*Page*

>> Start

# DC Speed-Up Tutorial

In this notebook, we take an image embedding task as example to compare some speed-up strategies Towhee's DataCollection provides.

## Preparation

In [None]:
! curl -L https://github.com/towhee-io/examples/releases/download/data/reverse_image_search.zip -O
! unzip -q -o reverse_image_search.zip

In [None]:
import towhee
import sys
import torch
from torchvision import transforms
import torchvision.transforms.functional as TF
from torchvision import models

@towhee.register
class image_normalize:
    def __init__(self, mean=[0.485, 0.456, 0.406], std=[0.229, 0.224, 0.225]):
        self._mean = mean
        self._std = std
        
    def __call__(self, x):
        x = torch.tensor(x, dtype=torch.float32).permute(2, 0, 1)

>> End

*Data*

>> Start

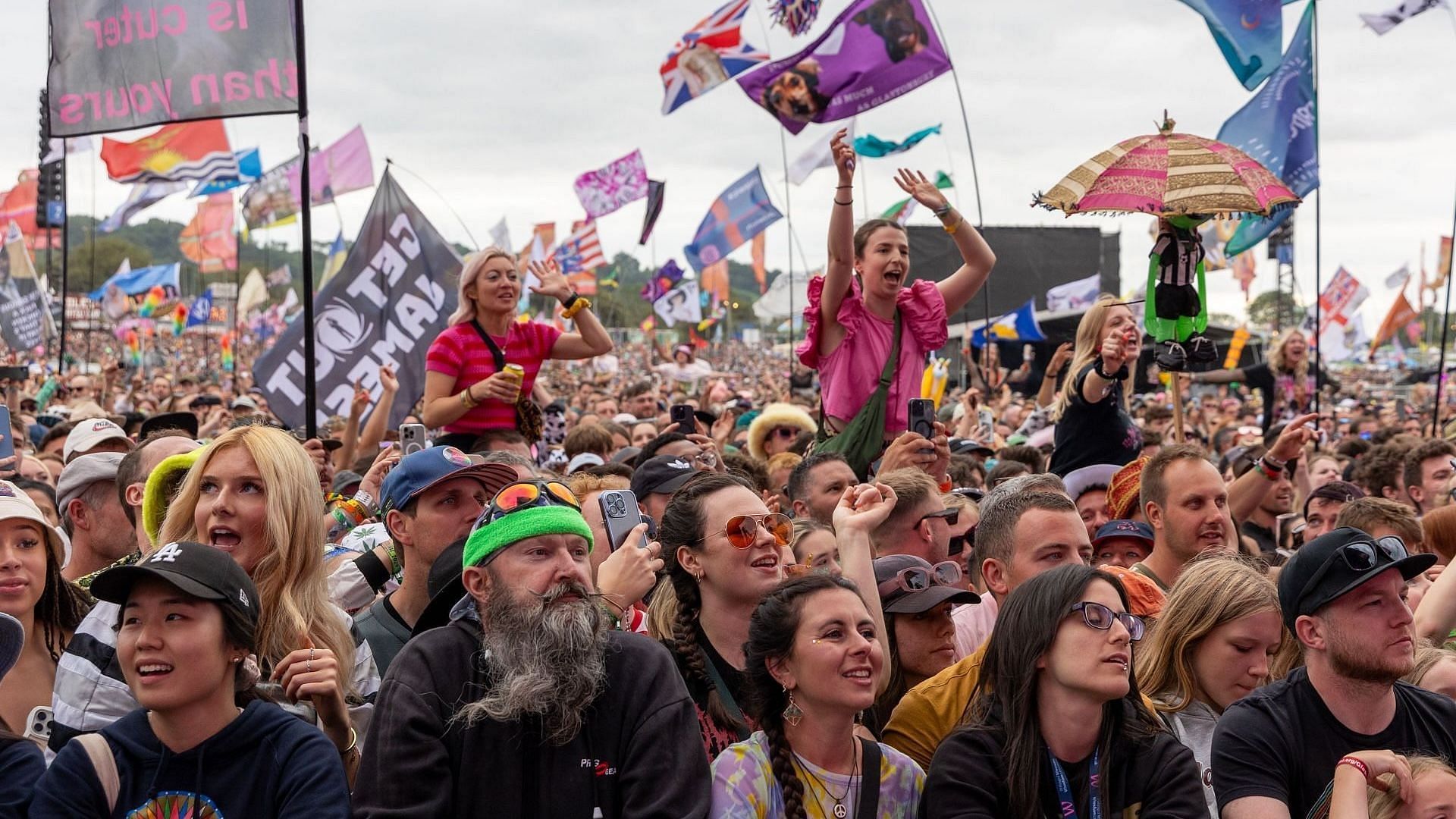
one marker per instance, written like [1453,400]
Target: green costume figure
[1175,311]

>> End

*What you need to do*
A - Reproduce the passage of the DC speed-up tutorial that begins at "# DC Speed-Up" and stops after "Towhee's DataCollection provides.".
B - Continue the DC speed-up tutorial, starting right after its final line.

*Expected outputs*
A -
# DC Speed-Up Tutorial

In this notebook, we take an image embedding task as example to compare some speed-up strategies Towhee's DataCollection provides.

B -
        return TF.normalize(x, mean=self._mean, std=self._std).detach().numpy()
    
    def __vcall__(self, x):
        x = torch.tensor(x, dtype=torch.float32).permute(0, 3, 1, 2)
        return TF.normalize(x, mean=self._mean, std=self._std).detach().numpy()

@towhee.register
class image_embedding:
    def __init__(self):
        self._device = 'cuda' if torch.cuda.is_available() else 'cpu'
        torch_model = models.resnet18(pretrained=True)
        torch_model = torch.nn.Sequential(*(list(torch_model.children())[:-1]))
        torch_model.to(self._device)
        _ = torch_model.eval()
        
        self._model = torch_model

    def __call__(self, imgs):
        imgs = torch.tensor(imgs).to(self._device)
        imgs = torch.unsqueeze(imgs, 0)
        embedding = self._model(imgs).detach().cpu().numpy()
        return embedding.reshape([512])
    
    def __vcall__(self, imgs):
        imgs = torch.tensor(imgs).to(self._device)
        embedding = self._model(imgs).detach().cpu().numpy()
        return embedding.reshape([-1, 512])

## Default

In [None]:
%%time
import towhee

dc = (
    towhee.read_csv('reverse_image_search.csv').unstream()
        .runas_op['id', 'id'](func=lambda x: int(x))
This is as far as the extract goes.